• [LISTING]
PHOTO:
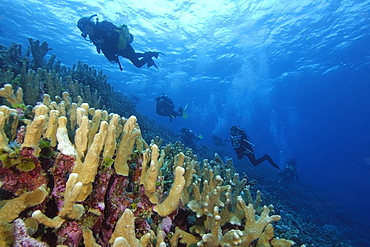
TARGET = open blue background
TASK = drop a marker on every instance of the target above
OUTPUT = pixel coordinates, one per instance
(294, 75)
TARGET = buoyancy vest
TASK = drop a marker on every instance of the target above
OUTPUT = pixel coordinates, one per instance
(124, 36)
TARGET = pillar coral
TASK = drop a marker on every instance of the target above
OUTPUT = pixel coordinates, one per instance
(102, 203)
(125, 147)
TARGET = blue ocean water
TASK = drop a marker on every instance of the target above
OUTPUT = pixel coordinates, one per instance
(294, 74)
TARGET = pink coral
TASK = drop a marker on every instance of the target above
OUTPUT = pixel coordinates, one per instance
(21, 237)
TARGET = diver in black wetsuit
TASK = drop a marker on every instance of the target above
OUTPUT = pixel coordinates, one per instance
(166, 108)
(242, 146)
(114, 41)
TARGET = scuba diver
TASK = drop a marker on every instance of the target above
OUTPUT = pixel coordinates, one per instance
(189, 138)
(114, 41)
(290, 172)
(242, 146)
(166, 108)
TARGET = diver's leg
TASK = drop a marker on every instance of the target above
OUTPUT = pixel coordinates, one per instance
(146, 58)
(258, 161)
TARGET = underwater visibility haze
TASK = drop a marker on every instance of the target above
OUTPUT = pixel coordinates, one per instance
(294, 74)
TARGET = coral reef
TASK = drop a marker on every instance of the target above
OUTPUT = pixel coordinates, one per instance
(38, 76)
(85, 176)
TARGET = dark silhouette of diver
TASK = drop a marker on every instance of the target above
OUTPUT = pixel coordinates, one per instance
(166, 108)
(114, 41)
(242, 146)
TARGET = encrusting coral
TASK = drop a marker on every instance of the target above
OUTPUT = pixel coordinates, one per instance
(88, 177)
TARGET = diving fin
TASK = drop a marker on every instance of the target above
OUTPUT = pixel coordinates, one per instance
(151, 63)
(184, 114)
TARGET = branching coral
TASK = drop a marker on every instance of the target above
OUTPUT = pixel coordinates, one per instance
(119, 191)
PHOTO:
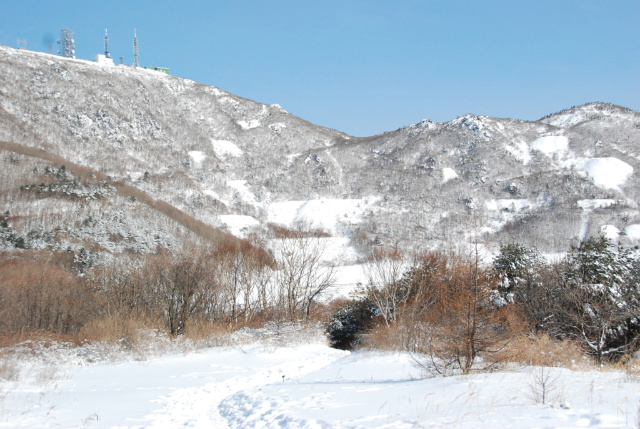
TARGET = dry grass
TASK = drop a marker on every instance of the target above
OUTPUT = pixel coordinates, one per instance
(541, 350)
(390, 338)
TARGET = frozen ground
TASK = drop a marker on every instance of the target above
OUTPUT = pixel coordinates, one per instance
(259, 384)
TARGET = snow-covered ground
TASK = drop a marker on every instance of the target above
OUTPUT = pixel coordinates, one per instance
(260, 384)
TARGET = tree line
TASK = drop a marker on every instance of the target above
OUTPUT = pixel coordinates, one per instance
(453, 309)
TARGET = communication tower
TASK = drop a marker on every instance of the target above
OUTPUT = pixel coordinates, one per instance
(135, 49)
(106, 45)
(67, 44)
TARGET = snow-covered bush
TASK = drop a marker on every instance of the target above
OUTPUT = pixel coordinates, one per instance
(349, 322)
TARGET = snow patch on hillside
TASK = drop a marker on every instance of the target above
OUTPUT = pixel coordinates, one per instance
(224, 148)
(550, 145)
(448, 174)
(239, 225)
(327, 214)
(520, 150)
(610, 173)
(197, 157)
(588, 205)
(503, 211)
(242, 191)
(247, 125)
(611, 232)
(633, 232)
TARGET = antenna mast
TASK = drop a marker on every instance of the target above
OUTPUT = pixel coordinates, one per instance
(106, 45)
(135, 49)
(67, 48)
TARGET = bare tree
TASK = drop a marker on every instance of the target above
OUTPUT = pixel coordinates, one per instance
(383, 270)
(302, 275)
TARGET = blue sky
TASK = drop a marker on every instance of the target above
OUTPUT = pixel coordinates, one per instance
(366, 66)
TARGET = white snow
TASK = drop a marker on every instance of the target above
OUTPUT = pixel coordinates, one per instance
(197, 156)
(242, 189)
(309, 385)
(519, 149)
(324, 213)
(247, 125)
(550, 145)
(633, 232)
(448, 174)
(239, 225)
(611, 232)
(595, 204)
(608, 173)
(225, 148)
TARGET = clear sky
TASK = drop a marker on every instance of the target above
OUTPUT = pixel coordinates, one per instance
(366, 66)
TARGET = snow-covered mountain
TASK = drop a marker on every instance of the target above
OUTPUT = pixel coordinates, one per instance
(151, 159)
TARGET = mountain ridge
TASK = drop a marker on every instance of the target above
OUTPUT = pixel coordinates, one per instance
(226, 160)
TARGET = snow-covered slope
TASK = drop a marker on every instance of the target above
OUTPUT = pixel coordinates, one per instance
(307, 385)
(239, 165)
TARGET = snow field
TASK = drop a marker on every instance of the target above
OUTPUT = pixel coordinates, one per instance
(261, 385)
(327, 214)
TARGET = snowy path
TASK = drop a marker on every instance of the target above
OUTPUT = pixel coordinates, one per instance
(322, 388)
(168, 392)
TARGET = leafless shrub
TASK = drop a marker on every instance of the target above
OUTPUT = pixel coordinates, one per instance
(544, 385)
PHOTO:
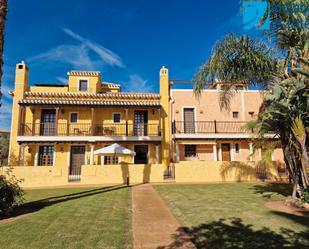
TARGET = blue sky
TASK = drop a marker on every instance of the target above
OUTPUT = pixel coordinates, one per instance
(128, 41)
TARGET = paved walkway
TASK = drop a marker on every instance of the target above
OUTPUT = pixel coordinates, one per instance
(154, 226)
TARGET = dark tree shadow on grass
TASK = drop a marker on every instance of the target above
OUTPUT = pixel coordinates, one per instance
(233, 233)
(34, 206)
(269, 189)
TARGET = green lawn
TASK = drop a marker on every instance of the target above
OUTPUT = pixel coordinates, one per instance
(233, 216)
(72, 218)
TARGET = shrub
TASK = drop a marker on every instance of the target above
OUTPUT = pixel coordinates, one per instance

• [TASK STATEMENT] Your copy of the data should match it exactly, except that pictures are left out.

• [FINISHED ANSWER]
PHOTO:
TARGET = open blue background
TASK = drop a marker on every instance of the target above
OUTPUT = pixel coordinates, one per instance
(294, 75)
TARGET = buoyancy vest
TASK = drop a marker on every instance of the target above
OUTPUT = pixel coordinates, one per instance
(124, 36)
TARGET = pillar coral
TASK = drop a marker on every instance of the target above
OUTPUT = pixel coordinates, one per instance
(102, 203)
(125, 147)
TARGET = blue ocean water
TASK = drop a marker on every instance of the target above
OUTPUT = pixel coordinates, one per instance
(294, 74)
TARGET = pink coral
TASK = drop a marker on every instance of the target above
OUTPUT = pixel coordinates, one per instance
(21, 237)
TARGET = diver in black wetsuit
TASK = drop a marker on every instance of the target above
OUTPUT = pixel coordinates, one per instance
(166, 108)
(242, 146)
(114, 41)
TARGET = scuba diver
TASK = drop a marker on every instance of the target above
OUTPUT = pixel coordinates, one per instance
(189, 138)
(114, 41)
(290, 172)
(242, 146)
(166, 108)
TARGET = diver's leg
TASK = drop a marker on every instance of the target above
OUTPUT = pixel coordinates, one per instance
(146, 58)
(258, 161)
TARGET = underwater visibility haze
TASK = drop a marker on every instance of the target above
OUTPUT = pixel coordinates, one per instance
(294, 74)
TARGET = coral reef
TASK = drop a marker on every instance of the target above
OUTPUT = pixel coordinates, one per instance
(38, 76)
(85, 176)
TARGET = dark silhouette of diver
TASK = drop a marker on every instance of the target above
OUTPUT = pixel coordinates, one per instance
(166, 108)
(114, 41)
(242, 146)
TARGET = encrusting coral
TASK = drop a marker on every instance of the target above
OUTPUT = pixel coordinates, one per instance
(88, 177)
TARGET = diving fin
TASK = drop a marker on every instance of the target above
OUTPUT = pixel coordinates, one per instance
(151, 63)
(184, 114)
TARGET = branching coral
TASK = drop a marker on every instance of the target above
OUTPUT = pixel coordinates, one per instance
(119, 191)
PHOTO:
TARGET = dry grass
TASK = drop a marker on every instance of the target above
OUTPUT = pixel coordinates, one per instance
(541, 350)
(390, 338)
TARGET = frozen ground
TASK = drop a marker on every instance of the target above
OUTPUT = pixel coordinates, one per instance
(259, 384)
TARGET = snow-covered ground
TASK = drop a marker on every instance of the target above
OUTPUT = pixel coordinates, one per instance
(260, 384)
TARGET = tree line
TASK = drop a marker on every instance of the target above
OUTPUT = pixel coordinates, one per instance
(453, 309)
TARGET = communication tower
TASK = drop a marker on every instance of the target above
OUTPUT = pixel coordinates, one per instance
(135, 49)
(106, 45)
(67, 44)
TARGET = snow-covered bush
TASK = drop a marker on every instance of the target above
OUTPUT = pixel coordinates, one per instance
(349, 322)
TARGET = snow patch on hillside
TASK = drop a marker on every instance of the target above
OUTPUT = pixel coordinates, one per instance
(224, 148)
(550, 145)
(448, 174)
(239, 225)
(327, 214)
(520, 150)
(610, 173)
(197, 157)
(588, 205)
(503, 211)
(242, 191)
(247, 125)
(611, 232)
(633, 232)
TARGET = antenna mast
TASK = drop a marker on every instance of the target above
OUTPUT = pixel coordinates, one per instance
(106, 45)
(135, 49)
(67, 48)
TARGET = bare tree
TASK = drop a marker on every instance of the target above
OUTPUT = pixel coordinates, one per instance
(383, 270)
(302, 275)
TARGET = blue sky
TASK = drop a marker on every instance of the target above
OUTPUT = pixel coordinates, one per instance
(366, 66)
TARGET = white snow
TASK = drop a marker on every instance of the target above
OUTPUT = pixel coordinates, one per instance
(197, 156)
(242, 189)
(309, 385)
(519, 149)
(324, 213)
(247, 125)
(550, 145)
(633, 232)
(448, 174)
(239, 225)
(611, 232)
(595, 204)
(608, 173)
(225, 148)
TARGET = clear sky
TASK = drop a marker on every instance of the target above
OUTPUT = pixel coordinates, one per instance
(366, 66)
TARGET = snow-covered mountain
TASK = drop a marker on every instance of the target above
OUTPUT = pixel coordinates, one per instance
(151, 159)
TARGET = mountain ridge
TASK = drop a marker on every instance of the target above
OUTPUT = pixel coordinates, one per instance
(226, 160)
TARGET = snow-covered slope
TASK = drop a marker on every instance of the target above
OUTPUT = pixel coordinates, one per instance
(307, 385)
(239, 165)
TARGET = snow field
TASK = drop a marker on every instance of the target above
OUTPUT = pixel coordinates, one per instance
(261, 385)
(327, 214)
TARGET = snowy path
TASK = drop a marker on every instance of the target above
OUTPUT = pixel coordinates, one per instance
(322, 388)
(168, 392)
TARGET = leafless shrub
TASK = drop a marker on every instance of the target above
OUTPUT = pixel coordinates, one per instance
(544, 385)
PHOTO:
TARGET = blue sky
TASK = drop a marker on every instance of the target above
OUTPUT = pixel coordinates, one per instance
(128, 41)
TARGET = paved walkway
TASK = drop a marker on every instance of the target above
OUTPUT = pixel coordinates, one per instance
(154, 226)
TARGET = dark tree shadow on grass
TASK = drop a marker on every instance of the target above
OUTPUT = pixel coordinates, one per instance
(233, 233)
(34, 206)
(269, 189)
TARGET = green lawn
TASK = drop a marker on every instance of the target above
OUTPUT = pixel coordinates, one per instance
(233, 216)
(72, 218)
TARGET = shrub
TASK = drop a marker on every instance of the target above
OUTPUT = pixel coordinates, one per instance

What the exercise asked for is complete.